— Task description —
Only the lines from the top of the data through the line containing "Provide the mask of every instance of the <item>submerged" should be duplicated, exactly as they appear.

— Extracted data —

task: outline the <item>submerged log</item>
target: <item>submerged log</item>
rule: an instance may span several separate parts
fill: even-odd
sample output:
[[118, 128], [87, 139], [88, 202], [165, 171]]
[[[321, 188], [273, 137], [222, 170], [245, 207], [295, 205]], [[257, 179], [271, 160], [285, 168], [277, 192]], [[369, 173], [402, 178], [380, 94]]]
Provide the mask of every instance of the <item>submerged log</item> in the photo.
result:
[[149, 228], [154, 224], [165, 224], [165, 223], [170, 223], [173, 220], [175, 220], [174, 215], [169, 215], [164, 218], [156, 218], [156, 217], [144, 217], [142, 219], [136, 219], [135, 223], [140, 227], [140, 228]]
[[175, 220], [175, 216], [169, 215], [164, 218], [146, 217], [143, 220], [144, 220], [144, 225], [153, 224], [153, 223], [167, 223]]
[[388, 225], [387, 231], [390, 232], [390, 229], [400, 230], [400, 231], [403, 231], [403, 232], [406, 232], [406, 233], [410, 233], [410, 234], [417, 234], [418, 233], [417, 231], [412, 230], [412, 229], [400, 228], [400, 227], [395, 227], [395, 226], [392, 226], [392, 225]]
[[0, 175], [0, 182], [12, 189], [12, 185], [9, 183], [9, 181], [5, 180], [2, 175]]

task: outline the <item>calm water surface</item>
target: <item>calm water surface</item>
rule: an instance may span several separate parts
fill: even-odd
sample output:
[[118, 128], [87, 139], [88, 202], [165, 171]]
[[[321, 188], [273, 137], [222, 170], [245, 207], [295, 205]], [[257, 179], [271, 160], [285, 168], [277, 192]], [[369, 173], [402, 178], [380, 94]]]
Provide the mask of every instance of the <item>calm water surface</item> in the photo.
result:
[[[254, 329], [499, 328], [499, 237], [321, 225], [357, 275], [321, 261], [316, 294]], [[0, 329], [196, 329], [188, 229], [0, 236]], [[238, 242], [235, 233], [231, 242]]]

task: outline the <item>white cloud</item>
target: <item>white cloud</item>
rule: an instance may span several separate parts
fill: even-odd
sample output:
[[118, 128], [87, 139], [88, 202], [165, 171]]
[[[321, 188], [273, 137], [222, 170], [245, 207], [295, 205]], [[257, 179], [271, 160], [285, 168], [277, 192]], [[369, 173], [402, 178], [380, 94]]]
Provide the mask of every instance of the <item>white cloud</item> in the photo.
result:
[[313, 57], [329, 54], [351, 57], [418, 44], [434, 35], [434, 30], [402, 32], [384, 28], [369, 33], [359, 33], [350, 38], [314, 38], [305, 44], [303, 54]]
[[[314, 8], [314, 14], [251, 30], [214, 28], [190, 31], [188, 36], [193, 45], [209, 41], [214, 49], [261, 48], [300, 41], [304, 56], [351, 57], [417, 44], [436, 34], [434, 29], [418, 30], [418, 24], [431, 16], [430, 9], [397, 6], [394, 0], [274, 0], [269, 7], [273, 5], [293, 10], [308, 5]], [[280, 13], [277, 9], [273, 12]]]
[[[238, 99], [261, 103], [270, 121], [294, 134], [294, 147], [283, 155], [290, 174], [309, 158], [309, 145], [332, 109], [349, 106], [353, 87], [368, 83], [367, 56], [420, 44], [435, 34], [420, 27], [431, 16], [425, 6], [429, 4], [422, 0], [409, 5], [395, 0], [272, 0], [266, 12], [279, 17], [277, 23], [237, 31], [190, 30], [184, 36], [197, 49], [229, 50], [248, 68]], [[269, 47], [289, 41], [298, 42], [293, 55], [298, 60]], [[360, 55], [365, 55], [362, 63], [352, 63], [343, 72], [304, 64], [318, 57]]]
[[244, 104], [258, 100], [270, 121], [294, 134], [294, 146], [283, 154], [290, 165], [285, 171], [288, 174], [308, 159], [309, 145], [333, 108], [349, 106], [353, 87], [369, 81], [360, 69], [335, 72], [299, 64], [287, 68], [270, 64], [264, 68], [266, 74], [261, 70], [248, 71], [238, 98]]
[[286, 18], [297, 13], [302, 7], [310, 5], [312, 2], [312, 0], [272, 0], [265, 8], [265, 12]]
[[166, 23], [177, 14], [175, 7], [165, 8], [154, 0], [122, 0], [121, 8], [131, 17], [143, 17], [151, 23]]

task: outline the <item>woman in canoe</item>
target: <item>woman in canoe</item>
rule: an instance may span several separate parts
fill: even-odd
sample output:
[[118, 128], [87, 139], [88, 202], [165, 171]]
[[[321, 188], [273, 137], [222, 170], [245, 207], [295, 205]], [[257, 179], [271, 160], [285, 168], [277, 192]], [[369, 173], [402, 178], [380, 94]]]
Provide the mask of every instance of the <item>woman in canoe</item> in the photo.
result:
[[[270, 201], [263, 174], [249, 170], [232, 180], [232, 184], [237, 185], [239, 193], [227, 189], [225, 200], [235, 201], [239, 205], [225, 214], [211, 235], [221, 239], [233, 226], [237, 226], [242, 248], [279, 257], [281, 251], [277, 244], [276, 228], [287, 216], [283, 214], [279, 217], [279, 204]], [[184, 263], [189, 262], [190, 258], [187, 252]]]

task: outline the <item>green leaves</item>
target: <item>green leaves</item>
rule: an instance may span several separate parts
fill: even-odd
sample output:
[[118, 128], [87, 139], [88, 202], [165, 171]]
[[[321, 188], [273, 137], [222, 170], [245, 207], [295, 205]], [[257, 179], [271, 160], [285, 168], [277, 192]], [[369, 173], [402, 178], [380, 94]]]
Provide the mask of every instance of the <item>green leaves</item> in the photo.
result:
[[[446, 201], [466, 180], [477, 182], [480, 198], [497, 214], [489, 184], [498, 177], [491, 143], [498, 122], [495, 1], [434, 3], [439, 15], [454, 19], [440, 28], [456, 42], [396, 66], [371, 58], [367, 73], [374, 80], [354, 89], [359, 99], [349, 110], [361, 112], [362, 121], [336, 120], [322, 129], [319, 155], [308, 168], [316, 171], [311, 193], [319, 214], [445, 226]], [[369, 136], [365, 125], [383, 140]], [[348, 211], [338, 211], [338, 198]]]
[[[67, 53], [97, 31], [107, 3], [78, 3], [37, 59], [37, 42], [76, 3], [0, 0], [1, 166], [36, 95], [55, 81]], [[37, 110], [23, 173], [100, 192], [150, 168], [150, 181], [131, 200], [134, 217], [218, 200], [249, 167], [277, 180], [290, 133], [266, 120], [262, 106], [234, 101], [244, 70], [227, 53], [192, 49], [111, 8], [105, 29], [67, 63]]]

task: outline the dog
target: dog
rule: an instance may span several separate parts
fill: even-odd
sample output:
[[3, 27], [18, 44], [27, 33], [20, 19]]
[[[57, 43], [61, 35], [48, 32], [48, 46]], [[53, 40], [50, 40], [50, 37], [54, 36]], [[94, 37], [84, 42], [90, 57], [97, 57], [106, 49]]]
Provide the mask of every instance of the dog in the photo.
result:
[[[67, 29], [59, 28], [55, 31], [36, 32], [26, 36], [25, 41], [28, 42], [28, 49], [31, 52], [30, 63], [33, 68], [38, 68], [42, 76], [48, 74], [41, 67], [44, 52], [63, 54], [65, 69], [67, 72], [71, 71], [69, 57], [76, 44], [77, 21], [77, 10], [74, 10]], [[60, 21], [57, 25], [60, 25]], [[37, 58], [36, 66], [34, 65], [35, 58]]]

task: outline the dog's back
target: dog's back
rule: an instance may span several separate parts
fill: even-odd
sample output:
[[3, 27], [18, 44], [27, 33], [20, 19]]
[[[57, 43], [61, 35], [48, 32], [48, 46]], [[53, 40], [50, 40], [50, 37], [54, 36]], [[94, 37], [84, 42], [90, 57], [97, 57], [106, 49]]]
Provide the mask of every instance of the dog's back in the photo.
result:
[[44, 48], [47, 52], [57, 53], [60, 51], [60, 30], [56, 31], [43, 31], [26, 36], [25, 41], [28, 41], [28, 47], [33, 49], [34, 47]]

— Task answer —
task: outline the <item>submerged log</item>
target: <item>submerged log</item>
rule: an instance may span several separate parts
fill: even-odd
sample output:
[[118, 128], [87, 139], [88, 202], [165, 171]]
[[[321, 188], [273, 137], [222, 170], [245, 207], [295, 205]], [[257, 179], [271, 160], [285, 168], [277, 192]], [[369, 173], [402, 178], [380, 94]]]
Provide the mask of every instance of the <item>submerged log</item> in the photo.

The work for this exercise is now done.